BEGIN Information supplied

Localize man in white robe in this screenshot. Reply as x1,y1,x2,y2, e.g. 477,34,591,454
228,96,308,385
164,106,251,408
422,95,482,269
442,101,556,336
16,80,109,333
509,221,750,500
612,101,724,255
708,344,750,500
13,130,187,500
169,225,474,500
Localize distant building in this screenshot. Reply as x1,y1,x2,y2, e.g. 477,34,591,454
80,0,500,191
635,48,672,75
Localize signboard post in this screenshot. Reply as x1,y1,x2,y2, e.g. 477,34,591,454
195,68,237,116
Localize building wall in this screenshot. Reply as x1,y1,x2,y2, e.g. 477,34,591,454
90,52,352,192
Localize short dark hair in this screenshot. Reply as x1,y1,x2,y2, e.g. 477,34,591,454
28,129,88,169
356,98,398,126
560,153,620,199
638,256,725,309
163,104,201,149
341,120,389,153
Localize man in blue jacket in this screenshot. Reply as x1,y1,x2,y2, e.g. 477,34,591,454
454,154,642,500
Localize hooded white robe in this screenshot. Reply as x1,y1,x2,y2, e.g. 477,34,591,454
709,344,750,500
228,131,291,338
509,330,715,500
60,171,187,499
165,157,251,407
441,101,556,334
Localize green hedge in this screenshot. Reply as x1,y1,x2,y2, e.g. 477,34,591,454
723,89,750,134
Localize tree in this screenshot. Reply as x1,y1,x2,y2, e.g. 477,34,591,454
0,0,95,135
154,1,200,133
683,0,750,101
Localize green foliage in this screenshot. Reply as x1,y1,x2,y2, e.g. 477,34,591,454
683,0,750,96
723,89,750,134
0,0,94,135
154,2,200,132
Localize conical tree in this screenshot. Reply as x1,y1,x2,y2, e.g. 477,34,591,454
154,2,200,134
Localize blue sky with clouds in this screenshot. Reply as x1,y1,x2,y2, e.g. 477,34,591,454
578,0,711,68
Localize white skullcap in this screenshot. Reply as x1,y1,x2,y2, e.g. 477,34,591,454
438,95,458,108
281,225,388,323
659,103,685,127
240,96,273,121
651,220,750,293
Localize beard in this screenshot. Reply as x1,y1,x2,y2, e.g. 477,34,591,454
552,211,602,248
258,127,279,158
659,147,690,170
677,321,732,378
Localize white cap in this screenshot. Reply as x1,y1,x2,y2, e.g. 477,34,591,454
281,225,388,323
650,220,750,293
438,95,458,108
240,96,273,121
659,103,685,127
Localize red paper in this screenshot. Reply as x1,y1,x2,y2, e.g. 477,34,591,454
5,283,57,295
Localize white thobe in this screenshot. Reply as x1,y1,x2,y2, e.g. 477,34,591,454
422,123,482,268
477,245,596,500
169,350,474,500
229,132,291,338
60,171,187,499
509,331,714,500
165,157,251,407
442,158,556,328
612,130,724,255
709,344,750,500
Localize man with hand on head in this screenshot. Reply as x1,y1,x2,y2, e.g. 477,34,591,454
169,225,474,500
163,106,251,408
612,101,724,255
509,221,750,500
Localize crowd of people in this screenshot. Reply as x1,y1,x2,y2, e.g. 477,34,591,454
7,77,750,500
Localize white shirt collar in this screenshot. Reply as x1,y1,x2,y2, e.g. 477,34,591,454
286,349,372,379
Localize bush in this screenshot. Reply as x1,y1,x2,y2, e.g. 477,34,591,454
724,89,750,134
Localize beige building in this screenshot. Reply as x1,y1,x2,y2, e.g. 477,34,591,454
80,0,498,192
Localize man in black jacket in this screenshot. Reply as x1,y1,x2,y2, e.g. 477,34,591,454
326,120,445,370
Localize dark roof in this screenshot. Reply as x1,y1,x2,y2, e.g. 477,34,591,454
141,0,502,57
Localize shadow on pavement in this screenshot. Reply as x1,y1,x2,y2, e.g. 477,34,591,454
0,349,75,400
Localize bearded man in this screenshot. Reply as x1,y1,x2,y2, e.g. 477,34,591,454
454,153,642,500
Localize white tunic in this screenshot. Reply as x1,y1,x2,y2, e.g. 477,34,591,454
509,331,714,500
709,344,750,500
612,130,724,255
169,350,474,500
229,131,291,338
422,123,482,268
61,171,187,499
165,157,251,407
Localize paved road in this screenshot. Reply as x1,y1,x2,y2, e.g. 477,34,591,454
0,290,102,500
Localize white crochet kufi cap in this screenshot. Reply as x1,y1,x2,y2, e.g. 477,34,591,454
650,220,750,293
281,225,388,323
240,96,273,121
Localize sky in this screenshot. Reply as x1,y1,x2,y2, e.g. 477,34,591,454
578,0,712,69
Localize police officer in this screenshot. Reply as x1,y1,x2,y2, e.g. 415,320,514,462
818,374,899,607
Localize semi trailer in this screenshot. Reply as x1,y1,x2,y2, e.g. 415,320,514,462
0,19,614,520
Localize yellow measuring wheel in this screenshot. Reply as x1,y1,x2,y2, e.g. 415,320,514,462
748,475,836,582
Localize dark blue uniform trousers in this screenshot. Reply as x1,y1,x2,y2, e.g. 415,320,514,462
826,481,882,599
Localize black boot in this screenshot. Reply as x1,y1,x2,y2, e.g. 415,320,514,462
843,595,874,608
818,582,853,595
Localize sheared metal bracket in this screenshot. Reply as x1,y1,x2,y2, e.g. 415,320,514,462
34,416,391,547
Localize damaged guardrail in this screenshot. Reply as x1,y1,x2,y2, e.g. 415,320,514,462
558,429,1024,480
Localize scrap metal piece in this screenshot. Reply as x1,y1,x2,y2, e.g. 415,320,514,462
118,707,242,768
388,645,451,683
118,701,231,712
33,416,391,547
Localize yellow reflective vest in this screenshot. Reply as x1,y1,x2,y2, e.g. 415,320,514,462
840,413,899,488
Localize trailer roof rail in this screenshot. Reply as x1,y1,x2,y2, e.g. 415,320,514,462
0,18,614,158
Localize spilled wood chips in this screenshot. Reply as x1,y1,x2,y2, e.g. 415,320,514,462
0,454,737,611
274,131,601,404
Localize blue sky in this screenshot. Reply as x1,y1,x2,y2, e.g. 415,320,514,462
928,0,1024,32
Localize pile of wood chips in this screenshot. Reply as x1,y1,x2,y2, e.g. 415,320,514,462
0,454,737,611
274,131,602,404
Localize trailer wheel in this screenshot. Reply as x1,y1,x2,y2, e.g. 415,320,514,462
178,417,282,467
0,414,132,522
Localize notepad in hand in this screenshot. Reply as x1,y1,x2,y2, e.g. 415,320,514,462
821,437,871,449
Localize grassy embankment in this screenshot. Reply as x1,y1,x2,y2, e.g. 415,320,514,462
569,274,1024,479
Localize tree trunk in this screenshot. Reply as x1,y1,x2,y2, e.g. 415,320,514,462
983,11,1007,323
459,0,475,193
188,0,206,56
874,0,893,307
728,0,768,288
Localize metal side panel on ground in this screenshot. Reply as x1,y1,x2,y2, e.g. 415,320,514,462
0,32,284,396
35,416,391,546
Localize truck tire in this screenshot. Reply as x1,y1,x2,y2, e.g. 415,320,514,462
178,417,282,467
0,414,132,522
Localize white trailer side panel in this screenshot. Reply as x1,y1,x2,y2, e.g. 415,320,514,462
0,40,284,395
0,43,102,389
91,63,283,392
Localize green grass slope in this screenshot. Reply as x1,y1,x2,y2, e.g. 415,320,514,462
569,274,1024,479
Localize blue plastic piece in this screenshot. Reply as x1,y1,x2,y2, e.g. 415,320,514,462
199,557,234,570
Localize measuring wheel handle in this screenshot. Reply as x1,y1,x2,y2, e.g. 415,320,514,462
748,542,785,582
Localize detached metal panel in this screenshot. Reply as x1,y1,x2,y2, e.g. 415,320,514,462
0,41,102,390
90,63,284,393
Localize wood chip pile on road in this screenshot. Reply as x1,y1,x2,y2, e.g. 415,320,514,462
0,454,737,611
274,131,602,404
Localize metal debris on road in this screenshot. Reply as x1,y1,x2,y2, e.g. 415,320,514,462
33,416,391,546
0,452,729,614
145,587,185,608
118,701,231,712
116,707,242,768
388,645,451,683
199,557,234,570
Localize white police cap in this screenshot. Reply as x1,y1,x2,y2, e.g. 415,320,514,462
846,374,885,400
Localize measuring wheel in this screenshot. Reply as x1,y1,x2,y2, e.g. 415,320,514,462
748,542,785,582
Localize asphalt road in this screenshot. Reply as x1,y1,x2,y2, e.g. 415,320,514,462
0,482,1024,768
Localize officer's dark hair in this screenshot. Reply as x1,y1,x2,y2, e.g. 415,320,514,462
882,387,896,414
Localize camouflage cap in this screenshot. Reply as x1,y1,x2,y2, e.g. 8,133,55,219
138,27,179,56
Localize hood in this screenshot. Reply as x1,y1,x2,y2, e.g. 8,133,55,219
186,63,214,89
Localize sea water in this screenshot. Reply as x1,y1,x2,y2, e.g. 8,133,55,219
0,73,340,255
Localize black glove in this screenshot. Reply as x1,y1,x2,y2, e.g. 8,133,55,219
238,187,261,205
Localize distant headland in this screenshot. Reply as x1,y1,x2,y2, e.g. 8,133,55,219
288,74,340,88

END Information supplied

Task objective: Copy out the lines from the one containing "Localize distant building" through the one containing "90,52,352,192", both included, with nothing changed.

Result below:
Localize distant building in this screenshot. Reply as x1,y1,x2,y2, e.g. 477,34,591,454
80,0,500,191
635,48,672,75
Localize signboard post in this screenshot. Reply as x1,y1,x2,y2, e.g. 477,34,591,454
195,68,237,116
Localize building wall in this screenshot. Reply as x1,y1,x2,y2, e.g. 477,34,591,454
90,52,352,192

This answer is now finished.